Thursday, 10 November 2022

Charlie Hill, "The Pirate Queen"

 


Charlie Hill is a critically-acclaimed writer of novels, short stories and memoir. The Pirate Queen is his first historical novel. His next book is a collection of satirical short stories called The State of Us, which will be published in April 2023, and his website is here.




About The Pirate Queen, by Charlie Hill

The Pirate Queen is set in Mayo in 1650 and tells the story of the Irish clan chief and pirate Grace O'Malley, or Gráinne Ni Mháille, who spent her life fighting the forces of Queen Elizabeth 1st before sailing up the Thames for a summit meeting with the English queen. In the book, Grace's story is being recounted to her great great granddaughter by her tutor, Catherine, who is a native of Dublin.

You can read more about The Pirate Queen on the publisher's website here. Below, you can read an excerpt from the novel. 


From The Pirate Queen

It was three years ago now. Catherine, twenty two years old, was living in Dublin. ‘Come to Castleburke,’ Theobald had suggested, ‘and teach my daughters.’ They were talking in The Stationer’s Company, a shop managed by Catherine’s father; Theobald had been thumbing the latest print of Foras Feasa ar Éirinn and Catherine had indulged him in conversation. She was educated but not a teacher and had barely heard of Mayo, yet she agreed to the proposal with scant consideration. Many times over the course of those three trying years she thought back to that decision. 

Because Catherine was born to Dublin. For as long as she could remember she had immersed herself in its manifold charms, the challenge of its filth and dazzle. She walked streets that reeked of fish and human waste, on her way to the orchard at Piphoe’s Park, where she read plays from her father’s shop under laden trees and enjoyed the opining of her contentious peers; she had been euphoric in the gloomy wash of the street lights – whoever could conceive of such a thing! – and shocked by the pity of the city’s crumbling walls. Then there was the theatre on Werbergh Street. That had been a common haunt. The place was run by a serious minded young man called John Ogilby, who was known to her father. Most of the performances were considered unsuitable for a young girl but Catherine was not to be denied and spent many hours enthralled by Shirley’s Constant Maid or Burnell’s Landgartha; on occasion she was allowed backstage or to tread the boards in an empty house she imagined filled with an audience for her own work. The theatre was a short lived enterprise – it closed when Catherine was just sixteen, a casualty of the rebellion – but by then Dublin was in her bones. 

Yet life in the city had its disadvantages too. Foremost amongst these was a lack of free rein. Her father was kind-hearted and encouraged her reading and her interest in Werbergh Street, but Catherine knew if she stayed in the city she was tied fast to the Stationer’s Company and this was not enough. Catherine was ambitious and even if hers was a nebulous want, its presence was no less demanding for that. There were other constraints too. Although she was a confident woman, Catherine could not move about the place unaccompanied – instead she was allocated a chaperone, the wife of a friend of her father’s. Catherine questioned why. It was true there were dangers in the streets of the city, but the woman’s near constant presence was more a sop to propriety; she was employed to safeguard Catherine’s virtue and Catherine resented this and failed on many counts to see the need.

Exercises:
(1) Summarize the post about The Pirate Queen in two sentences.
(2) From the post about The Pirate Queen, write out the passage that begins at the words "About The Pirate Queen, by" and ends after the words "native of Dublin.".

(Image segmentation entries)
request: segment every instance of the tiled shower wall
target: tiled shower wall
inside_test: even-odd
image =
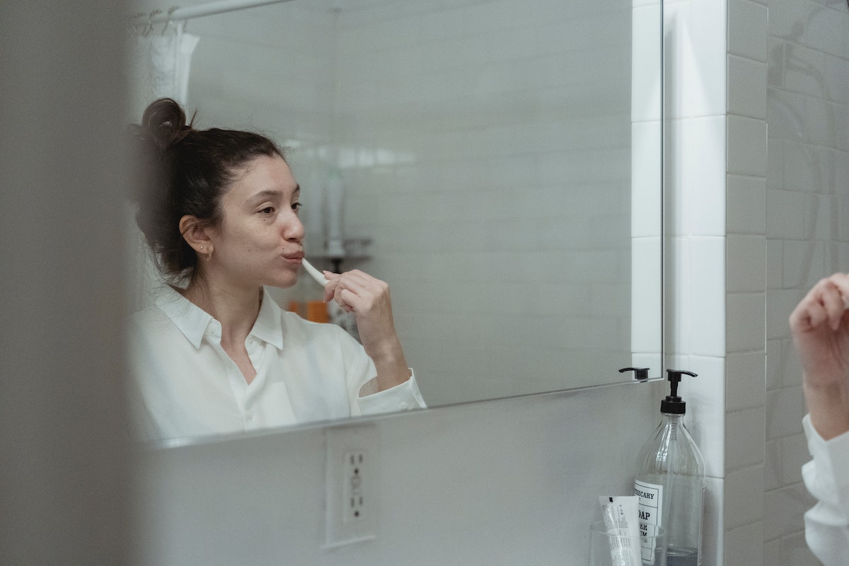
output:
[[[817,563],[800,467],[801,377],[787,316],[818,279],[849,270],[849,7],[768,0],[764,563]]]
[[[199,117],[292,147],[313,238],[322,184],[341,169],[346,233],[374,241],[371,260],[342,267],[390,281],[430,404],[619,378],[632,365],[631,5],[331,5],[245,10],[223,31],[192,22]],[[239,27],[265,54],[223,36]],[[276,296],[320,298],[310,281]]]

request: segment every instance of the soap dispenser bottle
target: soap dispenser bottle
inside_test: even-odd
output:
[[[640,530],[651,525],[667,531],[666,566],[700,566],[705,461],[684,427],[686,403],[678,395],[683,374],[667,370],[670,395],[661,401],[663,418],[643,445],[634,477],[639,496]],[[651,563],[652,548],[643,548],[644,562]]]

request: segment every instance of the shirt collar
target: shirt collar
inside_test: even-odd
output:
[[[212,315],[170,286],[163,288],[156,297],[155,304],[195,348],[200,347],[204,334],[208,330],[221,336],[221,323]],[[279,310],[280,307],[263,288],[262,303],[250,335],[271,344],[278,350],[283,350],[283,324]]]
[[[283,322],[280,317],[280,307],[278,306],[271,295],[262,288],[262,304],[260,305],[260,313],[254,322],[250,334],[267,342],[278,350],[283,350]]]

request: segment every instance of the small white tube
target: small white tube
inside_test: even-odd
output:
[[[310,262],[306,261],[306,257],[301,260],[301,264],[304,266],[304,269],[306,270],[306,272],[309,273],[319,285],[322,287],[327,287],[327,284],[329,283],[327,280],[327,277],[324,277],[323,273],[310,265]]]
[[[610,538],[613,566],[643,566],[639,539],[639,497],[637,496],[599,496],[601,514]]]
[[[327,206],[327,255],[331,258],[345,257],[345,238],[342,236],[345,185],[342,183],[342,173],[338,169],[330,170],[324,198]]]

Task-by-task solutions:
(1) The Pirate Queen, Charlie Hill's first historical novel, is set in Mayo in 1650 and tells the story of the Irish clan chief and pirate Grace O'Malley, as recounted to her great great granddaughter by her tutor Catherine, a native of Dublin. The excerpt describes how Catherine, who loved Dublin but felt constrained there, agreed to Theobald's proposal to come to Castleburke and teach his daughters.

(2)
About The Pirate Queen, by Charlie Hill

The Pirate Queen is set in Mayo in 1650 and tells the story of the Irish clan chief and pirate Grace O'Malley, or Gráinne Ni Mháille, who spent her life fighting the forces of Queen Elizabeth 1st before sailing up the Thames for a summit meeting with the English queen. In the book, Grace's story is being recounted to her great great granddaughter by her tutor, Catherine, who is a native of Dublin.